Pointing dataset entries
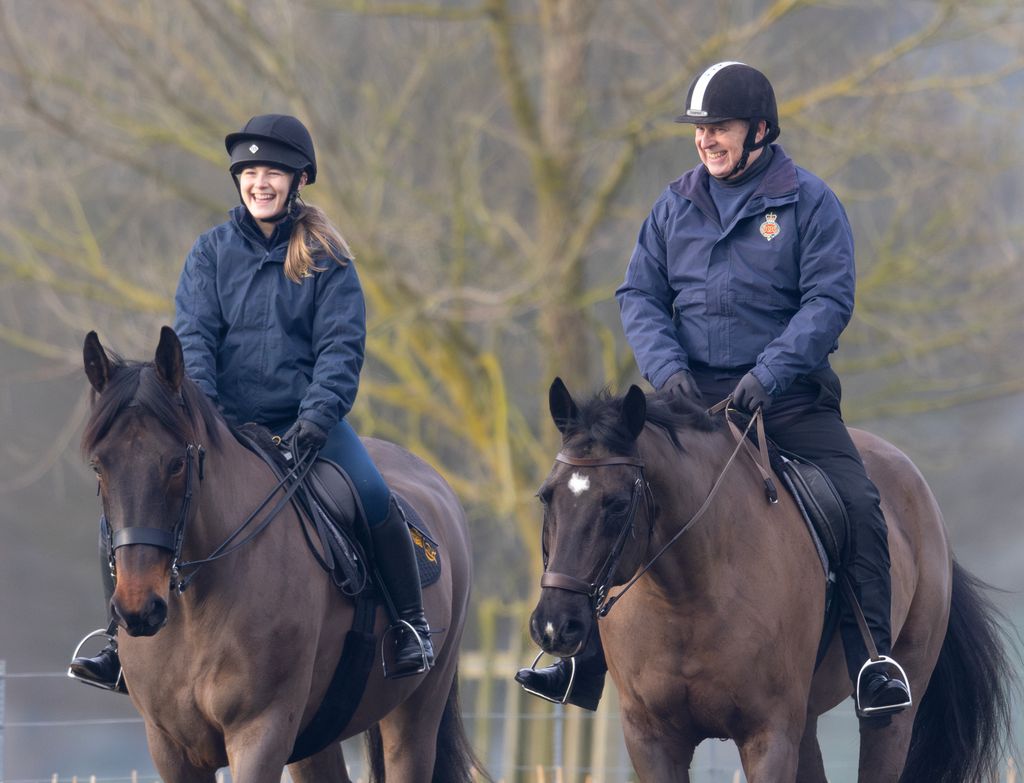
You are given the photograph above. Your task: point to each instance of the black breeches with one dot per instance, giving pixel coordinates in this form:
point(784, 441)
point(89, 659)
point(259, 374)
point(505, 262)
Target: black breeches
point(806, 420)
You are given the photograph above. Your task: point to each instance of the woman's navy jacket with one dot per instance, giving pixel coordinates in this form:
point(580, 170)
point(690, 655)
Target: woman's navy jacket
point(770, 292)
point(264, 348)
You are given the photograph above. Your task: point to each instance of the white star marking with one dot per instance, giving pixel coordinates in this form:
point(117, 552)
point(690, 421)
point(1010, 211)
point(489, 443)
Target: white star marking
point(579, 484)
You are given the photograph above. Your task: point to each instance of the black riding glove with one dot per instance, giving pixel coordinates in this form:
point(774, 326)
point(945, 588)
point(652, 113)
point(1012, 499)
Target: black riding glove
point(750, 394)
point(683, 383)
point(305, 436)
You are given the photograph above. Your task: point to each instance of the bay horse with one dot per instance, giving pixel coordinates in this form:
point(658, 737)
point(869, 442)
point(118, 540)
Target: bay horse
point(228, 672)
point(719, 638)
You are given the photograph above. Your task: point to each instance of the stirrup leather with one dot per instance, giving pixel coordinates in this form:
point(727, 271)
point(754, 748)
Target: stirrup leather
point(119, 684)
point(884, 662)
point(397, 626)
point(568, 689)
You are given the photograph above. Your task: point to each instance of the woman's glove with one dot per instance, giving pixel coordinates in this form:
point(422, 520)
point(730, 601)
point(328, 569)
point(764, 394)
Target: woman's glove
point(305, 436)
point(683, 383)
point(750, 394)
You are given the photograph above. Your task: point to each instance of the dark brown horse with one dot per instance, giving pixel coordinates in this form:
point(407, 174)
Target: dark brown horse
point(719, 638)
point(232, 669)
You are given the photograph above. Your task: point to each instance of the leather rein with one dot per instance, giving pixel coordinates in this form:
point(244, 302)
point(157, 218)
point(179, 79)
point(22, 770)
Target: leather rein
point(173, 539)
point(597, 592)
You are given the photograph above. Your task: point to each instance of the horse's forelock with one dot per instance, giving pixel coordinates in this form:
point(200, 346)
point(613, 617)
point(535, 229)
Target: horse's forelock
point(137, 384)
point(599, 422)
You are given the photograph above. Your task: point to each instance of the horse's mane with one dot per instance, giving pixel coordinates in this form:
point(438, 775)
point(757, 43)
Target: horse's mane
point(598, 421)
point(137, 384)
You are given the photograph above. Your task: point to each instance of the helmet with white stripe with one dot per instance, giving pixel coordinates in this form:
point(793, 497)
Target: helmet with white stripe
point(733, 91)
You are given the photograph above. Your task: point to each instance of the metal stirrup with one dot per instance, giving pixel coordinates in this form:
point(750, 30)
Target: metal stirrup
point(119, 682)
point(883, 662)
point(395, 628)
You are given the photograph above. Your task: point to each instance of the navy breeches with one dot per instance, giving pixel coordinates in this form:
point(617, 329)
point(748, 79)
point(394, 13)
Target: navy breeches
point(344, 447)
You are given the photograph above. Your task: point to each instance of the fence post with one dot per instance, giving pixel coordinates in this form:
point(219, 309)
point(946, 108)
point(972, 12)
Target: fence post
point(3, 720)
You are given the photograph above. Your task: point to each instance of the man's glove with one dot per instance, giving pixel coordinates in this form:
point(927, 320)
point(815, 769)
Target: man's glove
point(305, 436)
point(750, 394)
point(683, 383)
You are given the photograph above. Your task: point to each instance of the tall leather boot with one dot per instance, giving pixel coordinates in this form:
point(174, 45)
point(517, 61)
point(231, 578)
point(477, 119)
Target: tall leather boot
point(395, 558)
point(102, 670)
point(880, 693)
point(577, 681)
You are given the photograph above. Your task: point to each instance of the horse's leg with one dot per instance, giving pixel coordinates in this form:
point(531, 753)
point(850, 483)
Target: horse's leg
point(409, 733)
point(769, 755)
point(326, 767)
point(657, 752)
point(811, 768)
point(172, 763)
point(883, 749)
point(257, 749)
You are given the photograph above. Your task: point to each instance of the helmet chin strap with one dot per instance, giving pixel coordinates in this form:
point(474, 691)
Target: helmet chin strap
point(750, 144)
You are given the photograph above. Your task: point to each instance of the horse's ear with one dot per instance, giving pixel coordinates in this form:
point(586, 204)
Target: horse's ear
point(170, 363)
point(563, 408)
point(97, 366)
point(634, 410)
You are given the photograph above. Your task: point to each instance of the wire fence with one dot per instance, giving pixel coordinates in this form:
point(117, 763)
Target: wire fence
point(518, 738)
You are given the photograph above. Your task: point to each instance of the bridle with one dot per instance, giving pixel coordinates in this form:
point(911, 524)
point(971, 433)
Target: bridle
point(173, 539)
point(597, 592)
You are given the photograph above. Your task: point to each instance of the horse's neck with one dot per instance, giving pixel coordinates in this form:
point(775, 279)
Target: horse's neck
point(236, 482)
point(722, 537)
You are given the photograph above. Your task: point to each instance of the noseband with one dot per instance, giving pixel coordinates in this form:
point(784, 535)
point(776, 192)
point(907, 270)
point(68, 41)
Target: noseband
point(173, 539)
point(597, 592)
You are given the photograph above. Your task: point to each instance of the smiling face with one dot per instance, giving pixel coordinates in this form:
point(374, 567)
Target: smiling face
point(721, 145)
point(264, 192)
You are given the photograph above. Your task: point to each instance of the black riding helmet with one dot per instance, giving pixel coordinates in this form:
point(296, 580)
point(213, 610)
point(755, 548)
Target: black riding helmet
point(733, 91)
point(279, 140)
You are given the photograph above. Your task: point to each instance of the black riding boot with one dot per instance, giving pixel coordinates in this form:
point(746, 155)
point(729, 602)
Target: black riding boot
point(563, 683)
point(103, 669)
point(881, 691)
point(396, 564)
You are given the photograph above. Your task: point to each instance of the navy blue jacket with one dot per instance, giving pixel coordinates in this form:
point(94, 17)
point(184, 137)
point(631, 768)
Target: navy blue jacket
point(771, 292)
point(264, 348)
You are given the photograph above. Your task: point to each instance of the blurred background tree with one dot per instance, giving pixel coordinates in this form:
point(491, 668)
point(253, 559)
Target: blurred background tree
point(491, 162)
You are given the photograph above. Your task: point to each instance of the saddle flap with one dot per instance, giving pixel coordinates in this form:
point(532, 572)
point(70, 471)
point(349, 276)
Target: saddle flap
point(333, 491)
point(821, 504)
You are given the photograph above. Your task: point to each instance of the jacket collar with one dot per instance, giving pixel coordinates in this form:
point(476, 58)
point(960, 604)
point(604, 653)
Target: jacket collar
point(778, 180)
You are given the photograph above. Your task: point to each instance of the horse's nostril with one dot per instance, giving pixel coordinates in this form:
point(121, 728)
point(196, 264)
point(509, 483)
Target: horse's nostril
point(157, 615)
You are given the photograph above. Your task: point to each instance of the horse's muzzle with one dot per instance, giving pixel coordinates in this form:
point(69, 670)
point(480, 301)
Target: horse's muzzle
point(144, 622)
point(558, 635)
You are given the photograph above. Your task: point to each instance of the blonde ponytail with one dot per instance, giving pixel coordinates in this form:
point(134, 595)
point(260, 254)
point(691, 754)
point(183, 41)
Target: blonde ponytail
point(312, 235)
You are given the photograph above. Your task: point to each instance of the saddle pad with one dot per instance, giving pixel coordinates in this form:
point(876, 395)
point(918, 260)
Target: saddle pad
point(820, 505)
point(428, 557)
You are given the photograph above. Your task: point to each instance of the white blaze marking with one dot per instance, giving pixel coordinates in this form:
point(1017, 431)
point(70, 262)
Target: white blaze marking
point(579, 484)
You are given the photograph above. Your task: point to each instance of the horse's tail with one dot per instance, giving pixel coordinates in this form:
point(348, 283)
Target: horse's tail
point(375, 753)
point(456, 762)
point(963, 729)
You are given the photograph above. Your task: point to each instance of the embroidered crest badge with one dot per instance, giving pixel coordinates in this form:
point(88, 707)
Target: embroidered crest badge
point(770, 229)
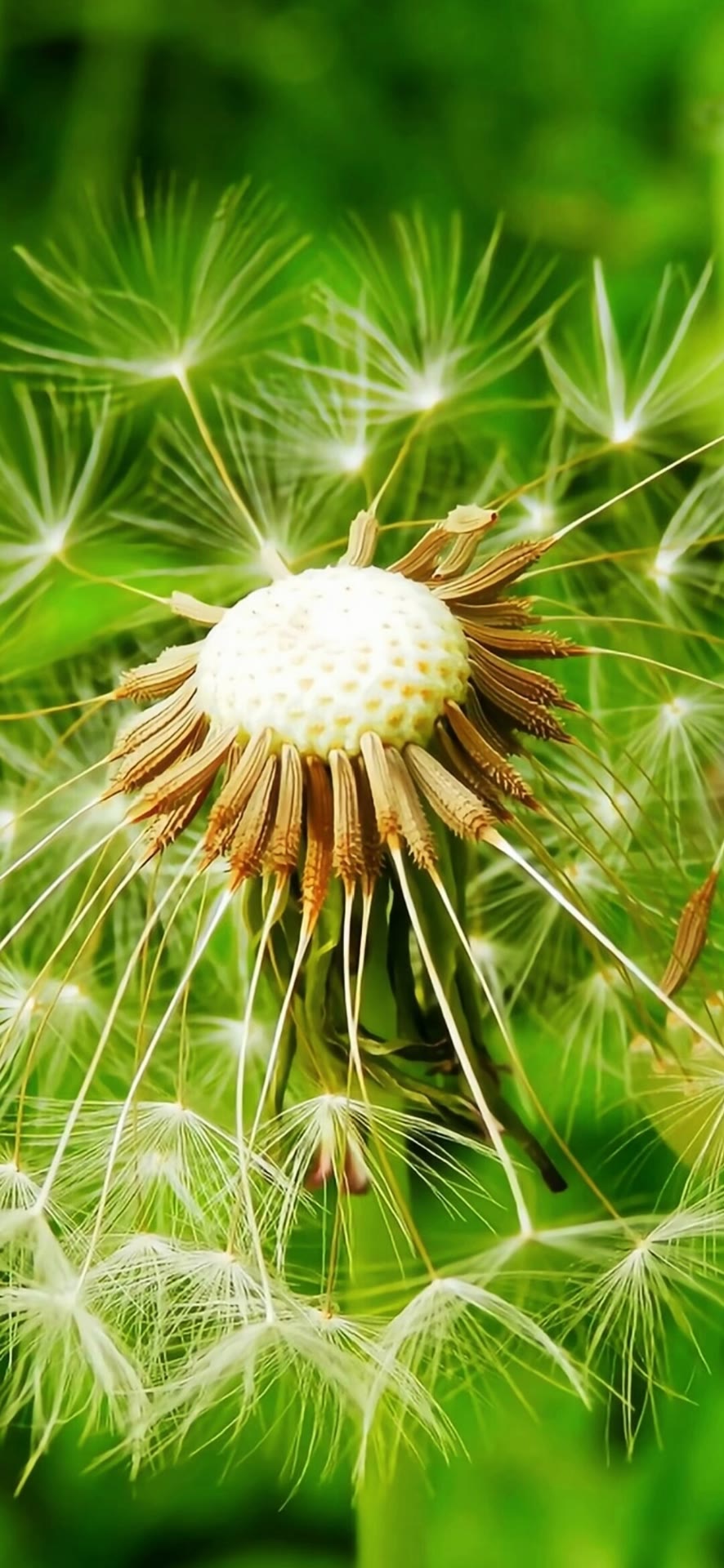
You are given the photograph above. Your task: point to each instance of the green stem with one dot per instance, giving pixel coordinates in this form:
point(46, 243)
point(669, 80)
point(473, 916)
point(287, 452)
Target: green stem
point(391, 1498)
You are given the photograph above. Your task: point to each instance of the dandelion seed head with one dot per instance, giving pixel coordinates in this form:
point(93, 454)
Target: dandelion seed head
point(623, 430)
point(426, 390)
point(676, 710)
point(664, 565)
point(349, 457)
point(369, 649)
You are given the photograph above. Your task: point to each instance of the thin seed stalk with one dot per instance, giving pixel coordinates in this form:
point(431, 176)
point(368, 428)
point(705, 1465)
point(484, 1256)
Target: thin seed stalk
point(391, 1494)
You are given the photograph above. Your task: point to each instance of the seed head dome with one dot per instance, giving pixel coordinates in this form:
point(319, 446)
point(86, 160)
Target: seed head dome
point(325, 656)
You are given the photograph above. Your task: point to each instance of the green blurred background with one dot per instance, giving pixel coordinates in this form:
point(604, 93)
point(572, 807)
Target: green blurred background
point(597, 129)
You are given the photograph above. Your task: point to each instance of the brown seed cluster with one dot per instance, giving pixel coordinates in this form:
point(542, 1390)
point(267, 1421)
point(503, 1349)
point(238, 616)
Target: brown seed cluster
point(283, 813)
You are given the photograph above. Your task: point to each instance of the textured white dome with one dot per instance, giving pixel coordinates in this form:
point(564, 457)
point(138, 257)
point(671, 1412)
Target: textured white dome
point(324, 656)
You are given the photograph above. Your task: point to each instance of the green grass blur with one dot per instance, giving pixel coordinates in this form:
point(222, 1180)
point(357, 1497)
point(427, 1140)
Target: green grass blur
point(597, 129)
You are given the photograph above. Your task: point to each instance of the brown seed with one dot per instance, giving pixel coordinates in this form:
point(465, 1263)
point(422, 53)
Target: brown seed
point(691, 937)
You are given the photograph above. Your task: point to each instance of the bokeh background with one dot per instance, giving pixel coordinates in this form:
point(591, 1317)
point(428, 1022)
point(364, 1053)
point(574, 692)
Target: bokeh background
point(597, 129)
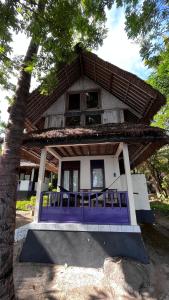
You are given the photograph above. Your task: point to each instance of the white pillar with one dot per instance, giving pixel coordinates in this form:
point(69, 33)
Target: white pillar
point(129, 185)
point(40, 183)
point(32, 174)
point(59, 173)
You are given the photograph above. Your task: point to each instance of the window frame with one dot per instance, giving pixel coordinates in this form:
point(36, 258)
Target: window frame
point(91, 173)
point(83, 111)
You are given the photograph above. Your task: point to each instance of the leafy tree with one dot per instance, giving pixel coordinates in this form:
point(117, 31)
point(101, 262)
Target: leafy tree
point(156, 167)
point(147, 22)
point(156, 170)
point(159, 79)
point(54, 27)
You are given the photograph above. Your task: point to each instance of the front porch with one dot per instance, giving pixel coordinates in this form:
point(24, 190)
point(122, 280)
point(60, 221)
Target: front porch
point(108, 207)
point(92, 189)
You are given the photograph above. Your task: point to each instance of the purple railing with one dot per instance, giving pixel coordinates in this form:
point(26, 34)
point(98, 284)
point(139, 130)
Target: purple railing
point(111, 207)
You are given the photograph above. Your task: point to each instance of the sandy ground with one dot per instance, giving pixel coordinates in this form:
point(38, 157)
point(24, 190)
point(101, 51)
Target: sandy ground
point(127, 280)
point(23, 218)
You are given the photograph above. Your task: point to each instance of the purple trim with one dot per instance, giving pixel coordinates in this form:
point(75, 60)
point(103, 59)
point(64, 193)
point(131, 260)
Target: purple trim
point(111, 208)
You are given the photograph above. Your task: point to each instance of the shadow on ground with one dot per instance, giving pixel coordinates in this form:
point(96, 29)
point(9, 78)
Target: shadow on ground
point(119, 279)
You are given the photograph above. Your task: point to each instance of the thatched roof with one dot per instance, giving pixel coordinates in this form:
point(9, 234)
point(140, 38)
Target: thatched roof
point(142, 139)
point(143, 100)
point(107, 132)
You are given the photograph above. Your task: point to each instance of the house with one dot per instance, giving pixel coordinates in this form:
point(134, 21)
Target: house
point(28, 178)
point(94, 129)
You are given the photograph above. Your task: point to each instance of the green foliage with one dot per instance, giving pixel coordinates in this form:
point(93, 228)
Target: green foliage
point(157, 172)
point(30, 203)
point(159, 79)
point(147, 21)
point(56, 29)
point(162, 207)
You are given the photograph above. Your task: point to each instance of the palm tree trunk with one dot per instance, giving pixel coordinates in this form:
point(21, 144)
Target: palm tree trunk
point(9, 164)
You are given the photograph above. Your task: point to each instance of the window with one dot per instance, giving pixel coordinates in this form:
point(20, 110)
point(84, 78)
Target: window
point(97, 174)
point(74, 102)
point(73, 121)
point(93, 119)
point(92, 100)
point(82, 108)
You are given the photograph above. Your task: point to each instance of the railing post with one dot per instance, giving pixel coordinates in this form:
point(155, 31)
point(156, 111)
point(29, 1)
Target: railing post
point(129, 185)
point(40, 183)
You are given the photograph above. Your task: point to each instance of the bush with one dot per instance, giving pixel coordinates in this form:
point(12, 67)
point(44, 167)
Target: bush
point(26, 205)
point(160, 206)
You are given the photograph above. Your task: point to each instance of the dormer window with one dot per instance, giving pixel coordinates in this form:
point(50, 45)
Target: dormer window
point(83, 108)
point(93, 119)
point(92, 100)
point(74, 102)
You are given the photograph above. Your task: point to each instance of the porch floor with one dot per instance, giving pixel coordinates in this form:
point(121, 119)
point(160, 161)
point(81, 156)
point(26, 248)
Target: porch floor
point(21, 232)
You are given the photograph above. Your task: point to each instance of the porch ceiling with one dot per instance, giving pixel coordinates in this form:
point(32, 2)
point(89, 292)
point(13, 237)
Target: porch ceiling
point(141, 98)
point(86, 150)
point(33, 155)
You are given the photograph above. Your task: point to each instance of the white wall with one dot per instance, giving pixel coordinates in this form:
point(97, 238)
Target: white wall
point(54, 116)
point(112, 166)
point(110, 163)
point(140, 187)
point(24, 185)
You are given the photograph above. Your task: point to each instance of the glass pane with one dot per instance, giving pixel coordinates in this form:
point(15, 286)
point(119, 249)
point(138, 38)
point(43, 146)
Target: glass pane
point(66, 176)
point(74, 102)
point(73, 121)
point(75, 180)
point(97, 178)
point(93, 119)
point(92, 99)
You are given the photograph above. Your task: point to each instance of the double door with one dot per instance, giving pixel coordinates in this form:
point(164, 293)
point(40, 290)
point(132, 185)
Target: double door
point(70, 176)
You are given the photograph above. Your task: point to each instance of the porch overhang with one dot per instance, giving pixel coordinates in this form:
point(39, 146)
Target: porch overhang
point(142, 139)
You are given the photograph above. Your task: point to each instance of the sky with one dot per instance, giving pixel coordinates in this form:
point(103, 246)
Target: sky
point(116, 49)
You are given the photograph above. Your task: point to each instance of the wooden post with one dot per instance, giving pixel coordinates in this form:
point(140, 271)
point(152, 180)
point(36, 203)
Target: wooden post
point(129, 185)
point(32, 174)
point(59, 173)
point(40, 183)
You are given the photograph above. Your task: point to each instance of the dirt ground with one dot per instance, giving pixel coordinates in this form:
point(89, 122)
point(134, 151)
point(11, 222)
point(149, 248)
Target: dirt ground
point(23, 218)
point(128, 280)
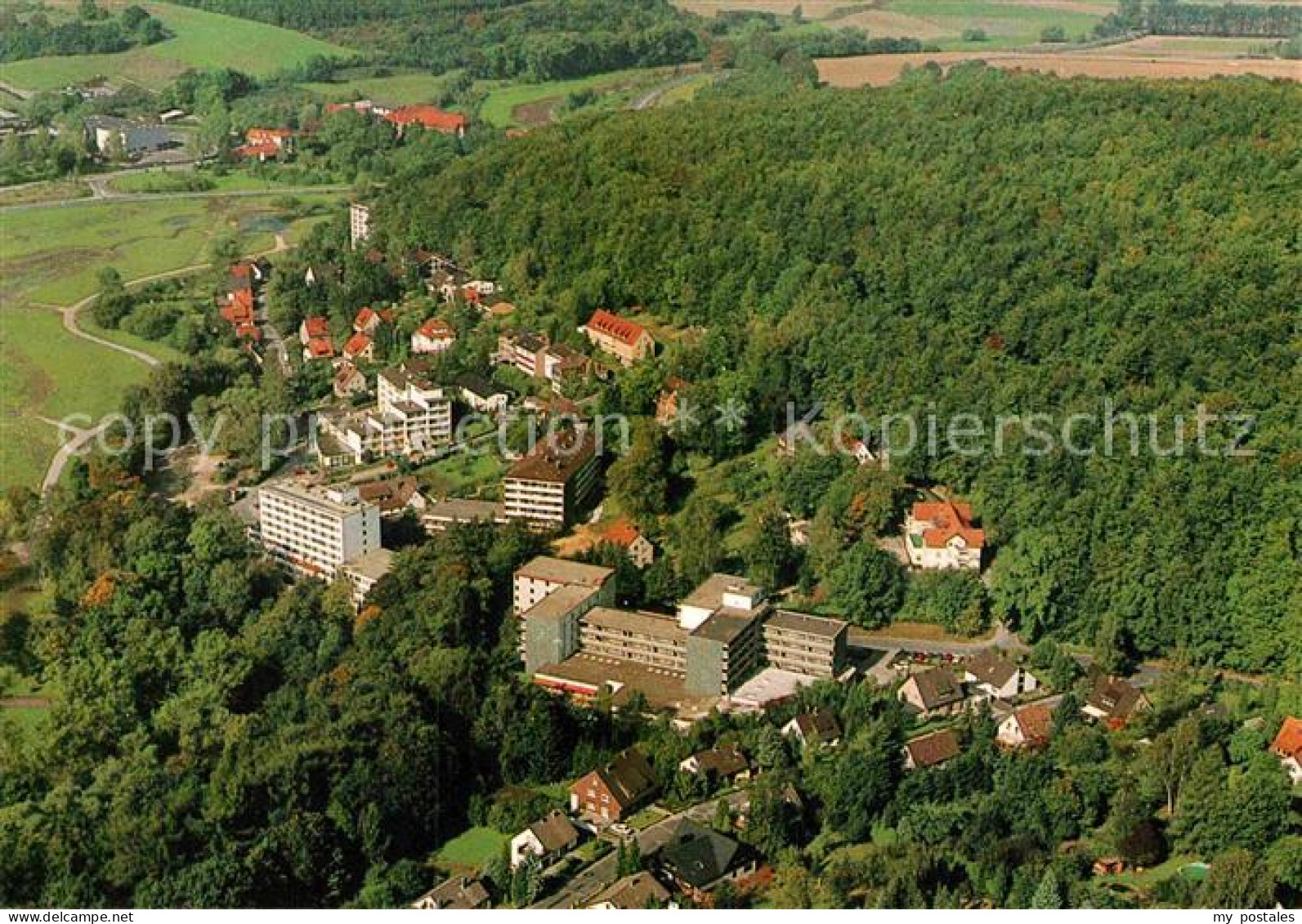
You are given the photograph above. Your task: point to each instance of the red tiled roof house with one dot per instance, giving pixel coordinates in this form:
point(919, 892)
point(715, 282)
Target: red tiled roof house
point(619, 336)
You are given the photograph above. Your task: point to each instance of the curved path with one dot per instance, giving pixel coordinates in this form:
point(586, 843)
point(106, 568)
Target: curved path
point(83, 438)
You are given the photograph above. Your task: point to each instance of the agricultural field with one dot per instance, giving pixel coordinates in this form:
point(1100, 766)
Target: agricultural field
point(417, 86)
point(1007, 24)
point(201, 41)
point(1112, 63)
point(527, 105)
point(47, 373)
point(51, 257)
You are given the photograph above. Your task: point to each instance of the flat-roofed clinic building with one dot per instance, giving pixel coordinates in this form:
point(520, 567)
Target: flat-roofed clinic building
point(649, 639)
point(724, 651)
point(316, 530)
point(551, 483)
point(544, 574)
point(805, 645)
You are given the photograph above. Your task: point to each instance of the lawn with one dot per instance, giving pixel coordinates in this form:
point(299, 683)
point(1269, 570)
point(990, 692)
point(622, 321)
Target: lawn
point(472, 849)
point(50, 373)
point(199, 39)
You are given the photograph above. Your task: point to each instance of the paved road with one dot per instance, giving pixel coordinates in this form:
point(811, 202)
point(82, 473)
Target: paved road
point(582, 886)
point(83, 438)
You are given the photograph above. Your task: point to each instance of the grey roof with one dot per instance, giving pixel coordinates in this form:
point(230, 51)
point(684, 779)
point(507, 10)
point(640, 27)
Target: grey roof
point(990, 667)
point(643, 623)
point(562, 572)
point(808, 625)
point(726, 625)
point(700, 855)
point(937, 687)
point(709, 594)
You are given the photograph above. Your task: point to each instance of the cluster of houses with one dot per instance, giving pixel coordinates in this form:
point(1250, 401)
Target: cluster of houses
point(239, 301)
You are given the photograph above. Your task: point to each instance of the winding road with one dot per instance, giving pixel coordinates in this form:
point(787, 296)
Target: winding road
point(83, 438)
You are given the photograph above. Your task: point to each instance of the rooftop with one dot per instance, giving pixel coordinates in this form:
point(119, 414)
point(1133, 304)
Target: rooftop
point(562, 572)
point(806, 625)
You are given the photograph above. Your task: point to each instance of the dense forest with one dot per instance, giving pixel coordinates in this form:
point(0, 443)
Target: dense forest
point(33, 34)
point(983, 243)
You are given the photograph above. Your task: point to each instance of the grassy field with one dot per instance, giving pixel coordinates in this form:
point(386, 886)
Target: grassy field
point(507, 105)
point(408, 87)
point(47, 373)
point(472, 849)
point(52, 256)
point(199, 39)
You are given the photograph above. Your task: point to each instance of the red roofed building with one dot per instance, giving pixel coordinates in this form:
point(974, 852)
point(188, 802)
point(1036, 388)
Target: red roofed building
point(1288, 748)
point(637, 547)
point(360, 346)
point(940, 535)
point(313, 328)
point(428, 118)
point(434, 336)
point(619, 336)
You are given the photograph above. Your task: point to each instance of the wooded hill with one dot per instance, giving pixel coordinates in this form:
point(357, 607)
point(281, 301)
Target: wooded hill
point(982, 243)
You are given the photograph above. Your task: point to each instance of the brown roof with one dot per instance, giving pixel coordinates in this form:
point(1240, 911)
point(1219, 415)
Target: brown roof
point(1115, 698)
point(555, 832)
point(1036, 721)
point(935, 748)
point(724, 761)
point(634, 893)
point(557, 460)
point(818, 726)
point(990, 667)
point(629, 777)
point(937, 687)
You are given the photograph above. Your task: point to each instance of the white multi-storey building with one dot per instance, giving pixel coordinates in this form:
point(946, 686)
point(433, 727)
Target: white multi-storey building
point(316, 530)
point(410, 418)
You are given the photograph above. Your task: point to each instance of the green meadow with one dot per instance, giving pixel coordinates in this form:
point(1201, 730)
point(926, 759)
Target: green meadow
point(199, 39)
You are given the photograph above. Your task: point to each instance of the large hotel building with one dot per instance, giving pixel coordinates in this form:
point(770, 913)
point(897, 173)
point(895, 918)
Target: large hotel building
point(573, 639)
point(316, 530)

## WHAT YOU SHOULD DO
Rescale the entries from the line containing "of the blonde" through the line containing "point(963, 729)", reproducing every line in that span with the requests and their sample points left unchanged. Multiply each answer coordinate by 2.15, round it to a whole number with halves going up, and output only those lines.

## PROBLEM SOLUTION
You are given the photograph above. Your task: point to each instance of the blonde ponytail with one dot per instance, giving pixel coordinates in this form:
point(134, 595)
point(260, 254)
point(691, 754)
point(183, 41)
Target: blonde ponytail
point(671, 505)
You are given the photograph above. Your task: point to each instance of the saddle pad with one dot per instance, giving pixel coordinates in this form:
point(876, 395)
point(918, 260)
Target: saddle pad
point(1763, 1086)
point(920, 1198)
You are given the photograph above. Your task: point to each instance of the white blaze marking with one dot per instance, giving pixel coordinates in this form:
point(1017, 431)
point(70, 262)
Target: white blaze marking
point(1245, 1041)
You are given the photograph above. Your task: point to each instance of the horse's tail with one dot per instance, giving pixel coordinates in this form:
point(348, 283)
Target: horse's tail
point(806, 1619)
point(980, 1638)
point(2070, 1567)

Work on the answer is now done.